» **Instructions to follow**
Each record must be retyped in full. No character may differ.

» **Records provided**
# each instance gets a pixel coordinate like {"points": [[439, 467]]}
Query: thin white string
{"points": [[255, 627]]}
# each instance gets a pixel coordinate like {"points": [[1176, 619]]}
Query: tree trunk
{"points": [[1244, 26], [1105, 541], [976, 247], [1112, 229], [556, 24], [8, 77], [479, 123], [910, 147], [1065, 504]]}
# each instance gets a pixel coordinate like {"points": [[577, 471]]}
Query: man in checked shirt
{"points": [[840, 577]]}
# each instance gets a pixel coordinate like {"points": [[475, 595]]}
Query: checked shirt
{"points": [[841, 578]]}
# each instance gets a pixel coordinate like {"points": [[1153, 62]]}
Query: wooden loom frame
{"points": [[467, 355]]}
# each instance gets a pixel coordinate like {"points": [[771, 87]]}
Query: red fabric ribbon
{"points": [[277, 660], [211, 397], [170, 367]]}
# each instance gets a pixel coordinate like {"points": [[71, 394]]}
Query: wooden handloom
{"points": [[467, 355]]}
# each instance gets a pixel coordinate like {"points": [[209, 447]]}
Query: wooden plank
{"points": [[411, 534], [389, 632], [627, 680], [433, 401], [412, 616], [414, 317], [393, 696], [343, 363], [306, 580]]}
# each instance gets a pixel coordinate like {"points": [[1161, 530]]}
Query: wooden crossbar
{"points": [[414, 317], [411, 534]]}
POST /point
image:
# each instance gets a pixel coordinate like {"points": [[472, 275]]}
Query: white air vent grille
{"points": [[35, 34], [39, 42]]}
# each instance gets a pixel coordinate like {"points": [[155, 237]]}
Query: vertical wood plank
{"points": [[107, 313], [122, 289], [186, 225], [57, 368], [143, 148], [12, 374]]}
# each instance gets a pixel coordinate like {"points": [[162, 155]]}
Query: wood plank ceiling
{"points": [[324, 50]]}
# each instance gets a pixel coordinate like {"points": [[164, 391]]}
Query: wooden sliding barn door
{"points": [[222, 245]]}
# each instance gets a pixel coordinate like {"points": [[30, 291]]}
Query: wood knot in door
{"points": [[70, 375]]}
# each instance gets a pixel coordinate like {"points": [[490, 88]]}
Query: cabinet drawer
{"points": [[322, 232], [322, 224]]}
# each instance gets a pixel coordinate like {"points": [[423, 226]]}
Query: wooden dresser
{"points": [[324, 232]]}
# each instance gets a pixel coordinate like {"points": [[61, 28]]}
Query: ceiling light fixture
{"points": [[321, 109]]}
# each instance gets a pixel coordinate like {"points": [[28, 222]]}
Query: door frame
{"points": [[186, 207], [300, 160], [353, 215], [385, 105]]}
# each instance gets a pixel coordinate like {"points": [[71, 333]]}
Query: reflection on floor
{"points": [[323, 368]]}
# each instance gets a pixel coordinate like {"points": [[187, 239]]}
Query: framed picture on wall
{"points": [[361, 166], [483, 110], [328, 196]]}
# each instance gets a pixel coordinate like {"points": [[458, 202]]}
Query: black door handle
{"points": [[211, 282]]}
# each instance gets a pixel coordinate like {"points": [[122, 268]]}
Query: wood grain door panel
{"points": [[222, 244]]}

» **Exercise output**
# each instance gets a pixel coordinate like {"points": [[439, 467]]}
Query: thin white string
{"points": [[255, 627]]}
# each instance gets a pixel coordinate like {"points": [[1176, 619]]}
Query: tree trunk
{"points": [[1244, 26], [1105, 541], [976, 247], [1112, 229], [556, 24], [8, 77], [479, 123], [910, 147], [1065, 504]]}
# each instance gets a pixel coordinate like {"points": [[577, 471]]}
Query: man in checked shirt
{"points": [[840, 577]]}
# each instance gets a pixel coordinate like {"points": [[475, 595]]}
Query: checked shirt
{"points": [[841, 578]]}
# each instance gets a pixel coordinate like {"points": [[1153, 62]]}
Query: wooden loom frame
{"points": [[467, 355]]}
# each instance gets a pixel coordinate like {"points": [[771, 87]]}
Query: red fabric ribbon
{"points": [[277, 660], [211, 397], [170, 367]]}
# each instance gets a pixel coordinate like {"points": [[71, 394]]}
Query: wooden handloom
{"points": [[467, 355]]}
# each instance gets a pixel coordinate like {"points": [[209, 447]]}
Query: wooden plank
{"points": [[411, 534], [389, 632], [627, 680], [433, 401], [412, 616], [414, 317], [393, 696], [343, 363], [306, 580]]}
# each instance gets a pixel coordinate like {"points": [[1161, 530]]}
Query: wooden crossbar
{"points": [[414, 317], [411, 534]]}
POST /point
image:
# each instance gets a pixel coordinate like {"points": [[472, 275]]}
Query: white air vent grille
{"points": [[35, 34], [39, 42]]}
# each instance gets a pixel coordinate like {"points": [[155, 237]]}
Query: vertical wood plank
{"points": [[107, 313], [122, 289], [186, 225], [57, 368], [143, 148], [12, 374]]}
# each instance gets a pixel coordinate like {"points": [[162, 155]]}
Query: wood plank ceiling
{"points": [[324, 50]]}
# each instance gets a pixel coordinate like {"points": [[164, 391]]}
Query: wooden sliding barn door
{"points": [[222, 245]]}
# each instance gets a pixel coordinate like {"points": [[30, 291]]}
Query: wood knot in door
{"points": [[70, 375]]}
# each instance gets a pixel coordinate like {"points": [[490, 88]]}
Query: cabinet drawer
{"points": [[322, 232], [322, 224]]}
# each instance gets a pixel coordinate like {"points": [[423, 226]]}
Query: wooden dresser
{"points": [[324, 232]]}
# each instance gets a pixel coordinate like {"points": [[61, 28]]}
Query: ceiling light fixture
{"points": [[321, 109]]}
# each instance gets a pixel coordinate like {"points": [[28, 222]]}
Query: door frame
{"points": [[186, 207], [300, 160], [353, 215], [385, 105]]}
# each instance gets a pixel coordinate like {"points": [[71, 333]]}
Query: reflection on floor
{"points": [[323, 368]]}
# each instance gets a pixel coordinate like {"points": [[187, 239]]}
Query: framed picture on wall
{"points": [[361, 166], [483, 110], [328, 196]]}
# each instance gets a pixel coordinate like {"points": [[458, 202]]}
Query: black door handle
{"points": [[211, 282]]}
# each instance gets a pixel coordinate like {"points": [[122, 268]]}
Query: wood grain door panel
{"points": [[222, 244]]}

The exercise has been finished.